Data excerpts:
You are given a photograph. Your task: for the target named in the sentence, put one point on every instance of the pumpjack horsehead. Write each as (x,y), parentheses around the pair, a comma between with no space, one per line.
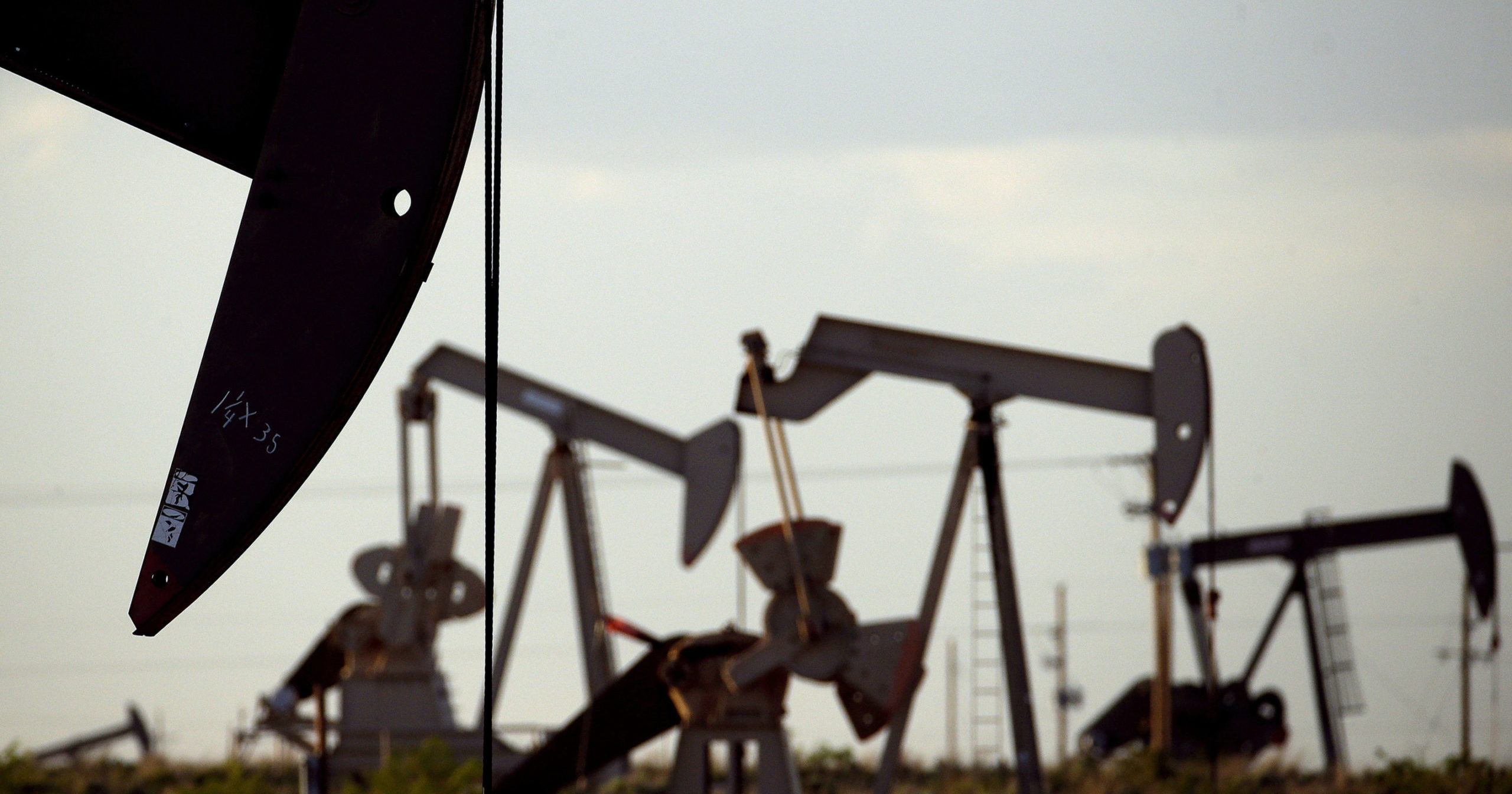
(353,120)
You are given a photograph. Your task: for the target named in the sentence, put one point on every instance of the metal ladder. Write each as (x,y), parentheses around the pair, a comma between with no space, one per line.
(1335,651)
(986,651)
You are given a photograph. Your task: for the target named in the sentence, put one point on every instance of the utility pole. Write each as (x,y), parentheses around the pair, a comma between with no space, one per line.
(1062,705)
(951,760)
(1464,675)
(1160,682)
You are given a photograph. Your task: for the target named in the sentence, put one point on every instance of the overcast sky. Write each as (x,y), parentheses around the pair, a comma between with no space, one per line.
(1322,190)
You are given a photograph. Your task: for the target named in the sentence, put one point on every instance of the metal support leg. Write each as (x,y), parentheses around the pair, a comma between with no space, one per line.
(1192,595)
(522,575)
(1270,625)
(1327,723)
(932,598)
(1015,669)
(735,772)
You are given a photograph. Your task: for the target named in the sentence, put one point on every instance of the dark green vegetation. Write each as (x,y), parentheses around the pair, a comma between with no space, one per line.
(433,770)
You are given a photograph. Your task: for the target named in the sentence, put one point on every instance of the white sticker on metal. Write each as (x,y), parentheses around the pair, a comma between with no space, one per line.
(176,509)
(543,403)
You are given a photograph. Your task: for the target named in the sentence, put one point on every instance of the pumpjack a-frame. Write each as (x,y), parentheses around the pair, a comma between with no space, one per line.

== What the exercise asks ==
For this exercise, print all of the entries exactly as they appear, but without pictures.

== Output ==
You are given a photograph. Your task: for the target named in the sentence, put one point on every instance of the pumpjack horsehead. Write each as (x,y), parentheses around the pair, a comma between with no space, one per line.
(353,120)
You are given a photograph. Your task: for the target named in the sentence, put one point on every instance of the metal ladder. Write each as (x,y), parentheses around the pair, a comma between with no space, one per line.
(1335,651)
(986,651)
You are given a photograph. Your task: for the target named in the sentence, put one point on every instance of the utility pole. Write each as (x,y), parentheses around the pair, a comma between with no space, one per line.
(1062,705)
(951,760)
(1464,675)
(1160,682)
You are given a photograph. Your task: for the target named in the sentence, put one point on every instance of the overcast sky. Write each as (x,y), parentheses around the pair, a comma between with no space, one per line.
(1322,190)
You are given a photograph. Your task: for the target named in the sentence, put one point on every instance of the metal support leg. Write each as (x,y), parentheses around the pair, a comma between with no space, one per line.
(1192,595)
(522,575)
(1270,625)
(1327,723)
(932,598)
(1015,669)
(735,772)
You are given a photograph. Your task: for the target named in the sentence, put one point on every instance of the dark green vegetation. Write each as (x,y), parentheses around the pair, a comma between with no space, one per line.
(433,770)
You are given a photograph. Your task: for the target named in the sentence, put one point on every instance of the white sticker on metal. Write each as (x,y), parentheses around the pair, a comma between with no space, one per line.
(176,509)
(543,403)
You are given a photograph. Your task: for the target named in the sentence, put one point on every instance of the pumpjack a-frame. Write each as (x,y), parentheses around the pair, a comma between with no space, one per line.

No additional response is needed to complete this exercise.